**Short problem**
Could you put the lines below into a Markdown table with the columns "Row" and "Line", numbering each row and skipping blank lines? Begin at the line that has "the owl talon" and continue through the last line, leaving the pictures out.

**Data for processing**

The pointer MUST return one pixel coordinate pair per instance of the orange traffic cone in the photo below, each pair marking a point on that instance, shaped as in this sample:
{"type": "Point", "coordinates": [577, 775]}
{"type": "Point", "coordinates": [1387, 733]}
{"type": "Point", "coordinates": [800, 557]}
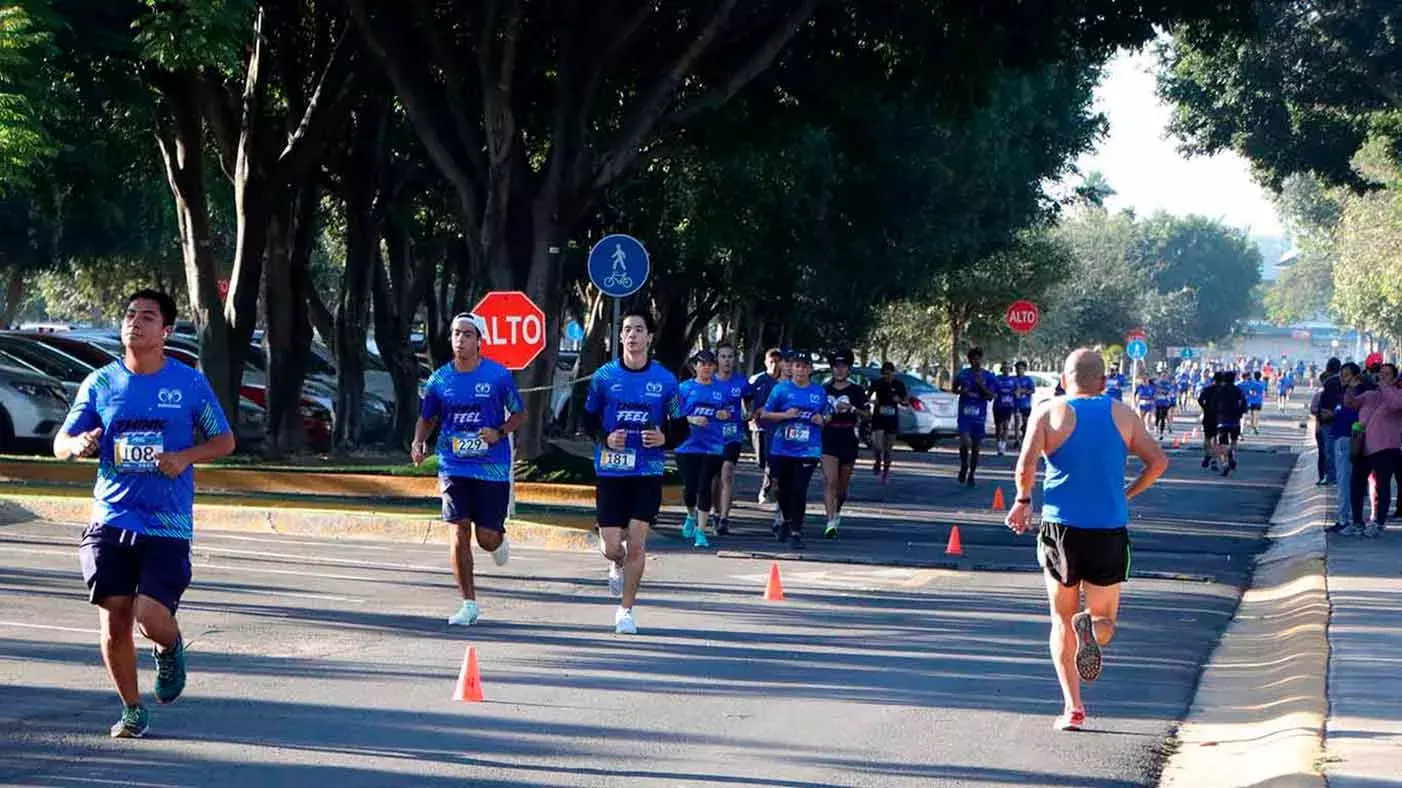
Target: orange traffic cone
{"type": "Point", "coordinates": [468, 680]}
{"type": "Point", "coordinates": [955, 547]}
{"type": "Point", "coordinates": [774, 589]}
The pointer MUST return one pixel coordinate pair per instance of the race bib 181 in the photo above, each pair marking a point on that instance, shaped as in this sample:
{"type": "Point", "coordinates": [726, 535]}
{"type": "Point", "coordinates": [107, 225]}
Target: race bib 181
{"type": "Point", "coordinates": [624, 460]}
{"type": "Point", "coordinates": [138, 452]}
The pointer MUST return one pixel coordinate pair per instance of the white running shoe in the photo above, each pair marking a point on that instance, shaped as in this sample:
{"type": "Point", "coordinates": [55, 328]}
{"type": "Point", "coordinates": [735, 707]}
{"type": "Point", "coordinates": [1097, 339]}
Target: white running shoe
{"type": "Point", "coordinates": [614, 579]}
{"type": "Point", "coordinates": [466, 614]}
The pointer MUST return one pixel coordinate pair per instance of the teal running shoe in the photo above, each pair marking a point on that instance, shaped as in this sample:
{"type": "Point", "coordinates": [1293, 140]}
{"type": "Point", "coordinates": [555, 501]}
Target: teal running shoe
{"type": "Point", "coordinates": [133, 722]}
{"type": "Point", "coordinates": [170, 672]}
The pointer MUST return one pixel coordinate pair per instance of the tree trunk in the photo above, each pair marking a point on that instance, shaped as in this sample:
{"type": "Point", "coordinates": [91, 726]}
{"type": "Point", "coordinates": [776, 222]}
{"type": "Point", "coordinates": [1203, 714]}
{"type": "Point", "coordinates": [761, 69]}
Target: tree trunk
{"type": "Point", "coordinates": [956, 327]}
{"type": "Point", "coordinates": [13, 296]}
{"type": "Point", "coordinates": [400, 286]}
{"type": "Point", "coordinates": [181, 145]}
{"type": "Point", "coordinates": [289, 327]}
{"type": "Point", "coordinates": [358, 279]}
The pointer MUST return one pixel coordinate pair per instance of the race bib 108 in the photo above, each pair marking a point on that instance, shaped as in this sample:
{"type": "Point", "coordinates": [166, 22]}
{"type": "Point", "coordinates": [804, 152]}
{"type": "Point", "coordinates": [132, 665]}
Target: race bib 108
{"type": "Point", "coordinates": [797, 433]}
{"type": "Point", "coordinates": [138, 452]}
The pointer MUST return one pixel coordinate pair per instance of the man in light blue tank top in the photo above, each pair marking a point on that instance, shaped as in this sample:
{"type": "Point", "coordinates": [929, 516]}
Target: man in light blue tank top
{"type": "Point", "coordinates": [1084, 543]}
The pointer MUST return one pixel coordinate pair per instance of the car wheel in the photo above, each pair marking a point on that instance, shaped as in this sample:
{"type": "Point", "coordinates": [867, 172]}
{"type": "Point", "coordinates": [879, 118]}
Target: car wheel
{"type": "Point", "coordinates": [6, 433]}
{"type": "Point", "coordinates": [920, 443]}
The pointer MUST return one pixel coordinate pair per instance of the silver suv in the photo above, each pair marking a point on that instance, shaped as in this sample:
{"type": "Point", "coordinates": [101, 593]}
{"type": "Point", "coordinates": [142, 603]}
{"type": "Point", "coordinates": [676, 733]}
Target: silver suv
{"type": "Point", "coordinates": [32, 408]}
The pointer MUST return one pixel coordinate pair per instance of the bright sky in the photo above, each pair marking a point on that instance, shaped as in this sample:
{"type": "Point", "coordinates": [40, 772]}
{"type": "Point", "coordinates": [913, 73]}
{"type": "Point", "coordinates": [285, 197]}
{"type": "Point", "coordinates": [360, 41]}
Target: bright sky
{"type": "Point", "coordinates": [1147, 173]}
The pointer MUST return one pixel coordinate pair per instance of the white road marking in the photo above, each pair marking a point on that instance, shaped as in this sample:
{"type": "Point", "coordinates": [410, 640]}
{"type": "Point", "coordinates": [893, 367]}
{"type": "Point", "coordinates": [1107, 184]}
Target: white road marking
{"type": "Point", "coordinates": [51, 627]}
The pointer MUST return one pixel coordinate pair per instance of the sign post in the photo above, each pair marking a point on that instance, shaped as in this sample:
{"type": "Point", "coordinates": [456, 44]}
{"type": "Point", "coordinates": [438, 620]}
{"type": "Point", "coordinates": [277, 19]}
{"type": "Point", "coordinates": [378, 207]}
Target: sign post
{"type": "Point", "coordinates": [618, 267]}
{"type": "Point", "coordinates": [1022, 317]}
{"type": "Point", "coordinates": [515, 328]}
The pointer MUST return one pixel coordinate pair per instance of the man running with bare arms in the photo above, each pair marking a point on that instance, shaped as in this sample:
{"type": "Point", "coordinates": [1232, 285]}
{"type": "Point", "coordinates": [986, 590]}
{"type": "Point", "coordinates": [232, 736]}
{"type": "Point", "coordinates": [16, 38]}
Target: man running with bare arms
{"type": "Point", "coordinates": [1084, 544]}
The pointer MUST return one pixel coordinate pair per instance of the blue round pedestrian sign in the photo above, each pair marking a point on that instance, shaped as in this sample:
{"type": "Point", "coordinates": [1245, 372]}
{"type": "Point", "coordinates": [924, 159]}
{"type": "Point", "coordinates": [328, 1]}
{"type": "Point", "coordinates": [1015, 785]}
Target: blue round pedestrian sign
{"type": "Point", "coordinates": [618, 265]}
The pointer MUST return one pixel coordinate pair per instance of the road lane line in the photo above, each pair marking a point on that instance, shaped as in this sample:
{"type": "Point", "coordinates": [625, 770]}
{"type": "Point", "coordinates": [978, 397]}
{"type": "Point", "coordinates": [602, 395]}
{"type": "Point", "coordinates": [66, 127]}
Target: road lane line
{"type": "Point", "coordinates": [51, 627]}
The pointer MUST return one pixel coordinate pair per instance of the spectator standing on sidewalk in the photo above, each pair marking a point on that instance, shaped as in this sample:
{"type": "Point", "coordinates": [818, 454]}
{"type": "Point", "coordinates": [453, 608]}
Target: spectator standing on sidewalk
{"type": "Point", "coordinates": [1341, 431]}
{"type": "Point", "coordinates": [1324, 460]}
{"type": "Point", "coordinates": [1380, 419]}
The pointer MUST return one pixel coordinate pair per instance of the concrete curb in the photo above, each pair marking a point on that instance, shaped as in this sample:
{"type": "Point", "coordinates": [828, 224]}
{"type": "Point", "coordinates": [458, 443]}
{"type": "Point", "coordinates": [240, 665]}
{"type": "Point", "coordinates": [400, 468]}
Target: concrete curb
{"type": "Point", "coordinates": [567, 533]}
{"type": "Point", "coordinates": [1259, 710]}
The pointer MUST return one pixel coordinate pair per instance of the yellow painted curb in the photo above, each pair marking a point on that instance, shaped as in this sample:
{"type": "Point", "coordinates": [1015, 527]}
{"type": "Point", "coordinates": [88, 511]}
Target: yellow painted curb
{"type": "Point", "coordinates": [567, 532]}
{"type": "Point", "coordinates": [213, 478]}
{"type": "Point", "coordinates": [1259, 711]}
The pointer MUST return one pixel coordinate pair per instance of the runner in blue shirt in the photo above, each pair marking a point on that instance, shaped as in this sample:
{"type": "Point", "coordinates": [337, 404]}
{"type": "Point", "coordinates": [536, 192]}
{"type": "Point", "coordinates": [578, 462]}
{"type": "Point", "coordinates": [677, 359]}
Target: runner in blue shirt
{"type": "Point", "coordinates": [634, 411]}
{"type": "Point", "coordinates": [975, 387]}
{"type": "Point", "coordinates": [475, 405]}
{"type": "Point", "coordinates": [738, 391]}
{"type": "Point", "coordinates": [1004, 404]}
{"type": "Point", "coordinates": [1164, 401]}
{"type": "Point", "coordinates": [149, 421]}
{"type": "Point", "coordinates": [761, 435]}
{"type": "Point", "coordinates": [1115, 384]}
{"type": "Point", "coordinates": [705, 403]}
{"type": "Point", "coordinates": [799, 411]}
{"type": "Point", "coordinates": [1144, 401]}
{"type": "Point", "coordinates": [1026, 389]}
{"type": "Point", "coordinates": [1255, 390]}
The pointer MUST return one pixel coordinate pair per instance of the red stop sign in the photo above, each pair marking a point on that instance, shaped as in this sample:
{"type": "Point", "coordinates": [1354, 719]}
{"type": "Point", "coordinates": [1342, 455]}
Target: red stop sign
{"type": "Point", "coordinates": [1022, 316]}
{"type": "Point", "coordinates": [515, 328]}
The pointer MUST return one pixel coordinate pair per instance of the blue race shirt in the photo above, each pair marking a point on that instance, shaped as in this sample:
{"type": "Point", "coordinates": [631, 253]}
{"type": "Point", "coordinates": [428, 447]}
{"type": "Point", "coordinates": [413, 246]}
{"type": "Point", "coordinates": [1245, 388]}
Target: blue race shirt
{"type": "Point", "coordinates": [1115, 386]}
{"type": "Point", "coordinates": [1084, 483]}
{"type": "Point", "coordinates": [633, 400]}
{"type": "Point", "coordinates": [704, 400]}
{"type": "Point", "coordinates": [1026, 387]}
{"type": "Point", "coordinates": [468, 403]}
{"type": "Point", "coordinates": [1164, 396]}
{"type": "Point", "coordinates": [798, 436]}
{"type": "Point", "coordinates": [1004, 393]}
{"type": "Point", "coordinates": [736, 391]}
{"type": "Point", "coordinates": [760, 387]}
{"type": "Point", "coordinates": [143, 417]}
{"type": "Point", "coordinates": [972, 403]}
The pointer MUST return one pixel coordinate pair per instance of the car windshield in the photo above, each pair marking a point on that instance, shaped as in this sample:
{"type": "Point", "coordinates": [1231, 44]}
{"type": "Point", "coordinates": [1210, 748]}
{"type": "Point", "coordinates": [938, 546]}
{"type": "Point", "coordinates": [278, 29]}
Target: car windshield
{"type": "Point", "coordinates": [45, 359]}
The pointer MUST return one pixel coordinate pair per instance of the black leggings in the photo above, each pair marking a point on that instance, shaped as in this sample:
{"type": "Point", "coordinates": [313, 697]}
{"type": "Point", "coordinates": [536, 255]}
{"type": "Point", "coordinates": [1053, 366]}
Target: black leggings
{"type": "Point", "coordinates": [1380, 466]}
{"type": "Point", "coordinates": [698, 473]}
{"type": "Point", "coordinates": [792, 476]}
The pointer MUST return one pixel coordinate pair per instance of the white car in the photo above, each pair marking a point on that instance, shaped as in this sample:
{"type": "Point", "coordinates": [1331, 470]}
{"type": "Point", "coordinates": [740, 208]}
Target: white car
{"type": "Point", "coordinates": [32, 407]}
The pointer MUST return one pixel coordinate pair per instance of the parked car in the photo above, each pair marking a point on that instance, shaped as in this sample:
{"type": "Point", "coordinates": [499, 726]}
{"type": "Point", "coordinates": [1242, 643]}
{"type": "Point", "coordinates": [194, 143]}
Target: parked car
{"type": "Point", "coordinates": [32, 408]}
{"type": "Point", "coordinates": [316, 417]}
{"type": "Point", "coordinates": [931, 414]}
{"type": "Point", "coordinates": [45, 359]}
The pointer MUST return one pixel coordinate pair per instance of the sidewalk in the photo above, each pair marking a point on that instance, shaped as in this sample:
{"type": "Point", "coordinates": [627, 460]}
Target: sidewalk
{"type": "Point", "coordinates": [1363, 736]}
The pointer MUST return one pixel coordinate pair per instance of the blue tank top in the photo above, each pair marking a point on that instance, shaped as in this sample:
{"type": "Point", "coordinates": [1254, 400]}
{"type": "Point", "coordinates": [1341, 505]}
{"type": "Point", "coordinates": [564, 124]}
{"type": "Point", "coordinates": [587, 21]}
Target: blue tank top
{"type": "Point", "coordinates": [1085, 477]}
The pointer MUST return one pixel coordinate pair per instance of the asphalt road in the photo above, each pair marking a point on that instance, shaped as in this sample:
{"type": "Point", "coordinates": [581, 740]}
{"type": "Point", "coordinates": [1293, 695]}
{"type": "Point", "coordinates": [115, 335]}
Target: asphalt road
{"type": "Point", "coordinates": [318, 662]}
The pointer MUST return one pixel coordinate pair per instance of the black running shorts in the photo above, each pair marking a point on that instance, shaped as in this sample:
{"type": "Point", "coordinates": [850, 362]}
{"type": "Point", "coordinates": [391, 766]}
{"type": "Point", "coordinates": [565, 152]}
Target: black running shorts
{"type": "Point", "coordinates": [1074, 555]}
{"type": "Point", "coordinates": [732, 453]}
{"type": "Point", "coordinates": [623, 499]}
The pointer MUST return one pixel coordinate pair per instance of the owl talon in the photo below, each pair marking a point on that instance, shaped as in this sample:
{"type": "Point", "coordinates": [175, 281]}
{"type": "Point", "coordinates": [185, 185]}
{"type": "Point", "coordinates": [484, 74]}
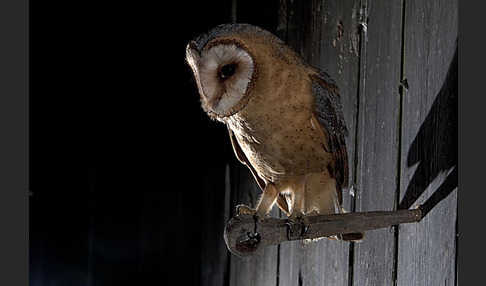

**Task solution**
| Row | Line |
|---|---|
| 1 | The pointer MUST return one pixel coordinate pair per instance of the owl talon in the photo below, each pair marking a point on that instance, shaped as in this sample: |
| 2 | {"type": "Point", "coordinates": [175, 281]} |
| 3 | {"type": "Point", "coordinates": [185, 185]} |
| 4 | {"type": "Point", "coordinates": [484, 74]} |